Do you own a blind horse or is your equine rapidly losing his vision? Are you or another horse person losing vision? If any of those four scenarios applies to your situation, then you will need to make some tough decisions. For the blind horse or human, attaching a bell to the halter could tremendously improve the entire situation.
In the case your horse has been victim of a tragic eye injury, it could have caused blindness in that eye. In most cases however, the onset of blindness in a horse is a more gradual process. If you start noticing that your horse is often bumping into obstacles, becoming upset or anxious for no apparent reason, or starting to shy at nothing in particular when mounting or riding, his eyesight could be failing. Being a prey animal, it is in a horse’s nature to conceal his physical problems since being compromised could attract predator attack. Consult your vet whenever you suspect any physical or behavioral issues, including eye problems.
Use of a Companion
Having a poor eyesight, or a total lack of vision, does not necessarily mean that your horse gets grounded. Normally, a horse will be able to cope well with going blind if the situation is handled appropriately, though this will also depend a lot on the individual equine. When they are in one herd, horses will depend a lot on the visual cues coming from alpha equines. Therefore, it is advisable not to mix your blind horse with large numbers of normal horses.
While you can keep him in a small turn-out area where you have well defined spots to access water, food and shelter, you may also want to consider turning him out with a steady companion. This responsibility can be taken up by a retired, good-sighted horse, donkey or pony. You need to ensure that the two animals get along with each other well. Attaching a bell on the companion's halter complements the two horses’ vocalization to each other to serve as a guide for the blind horse.
Blindness in Mares & Foals
In case your mare is blind but its loss of vision does not arise from an inherited eye condition, and you want to keep its good bloodlines, it is okay to breed her because she is also capable of raising her own foal. As a mother, she will need to know that her baby is nearby and safe always. Attach a bell on the foal’s halter so that when he is turned out with his mother, she can hear him more easily, especially if he is further away from where she can smell him.
Sight Disabilities on the Rider’s Side
For horse riders with disabilities, including blindness and serious vision impairment, therapeutic horseback riding programs can come in handy to help them cope with the situation. According to the website of Cornerstone Assisted Riding & Equitherapy based in the San Francisco Bay area, attaching a bell on the halter of a horse helps a visually-impaired student to locate their horse much more easily. Before going for the ride, a blind rider should be encouraged to catch and halter their horse, tack him and then engage him in and around his pen to help in a little familiarizing with it.

Task instructions:
- A) Please answer these questions about the text on blind horses, marking each answer (i), (ii) or (iii):
(i) Which animals can serve as a steady companion for a blind horse?
(ii) On whose halter should a bell be attached so a blind mare can hear her baby?
(iii) Where is Cornerstone Assisted Riding & Equitherapy based?
- B) Give again the part of the text on blind horses that opens with the words containing "Use of a Companion" and closes with "of normal horses.", renaming "blind horse" to "sightless horse" throughout.

Given information:
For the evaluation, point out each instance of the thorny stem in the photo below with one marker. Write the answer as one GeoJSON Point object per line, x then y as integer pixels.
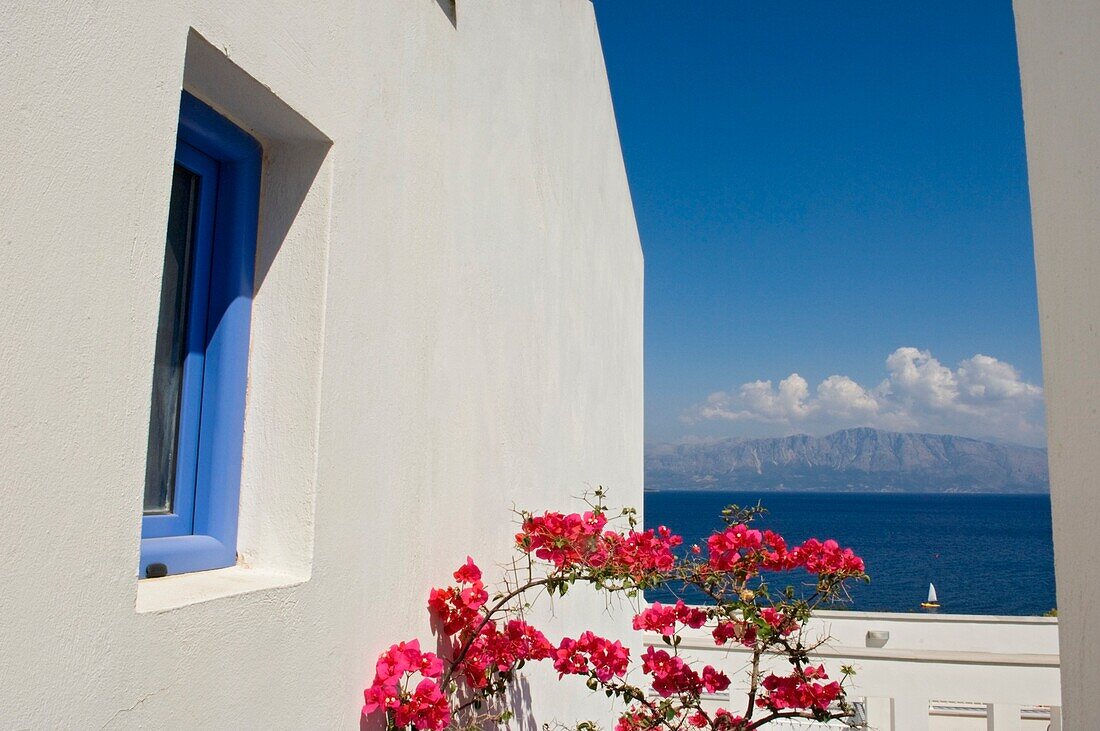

Results for each task:
- A)
(i) A retired, good-sighted horse, donkey or pony.
(ii) On the foal's halter.
(iii) In the San Francisco Bay area.

- B)
Use of a Companion
Having a poor eyesight, or a total lack of vision, does not necessarily mean that your horse gets grounded. Normally, a horse will be able to cope well with going blind if the situation is handled appropriately, though this will also depend a lot on the individual equine. When they are in one herd, horses will depend a lot on the visual cues coming from alpha equines. Therefore, it is advisable not to mix your sightless horse with large numbers of normal horses.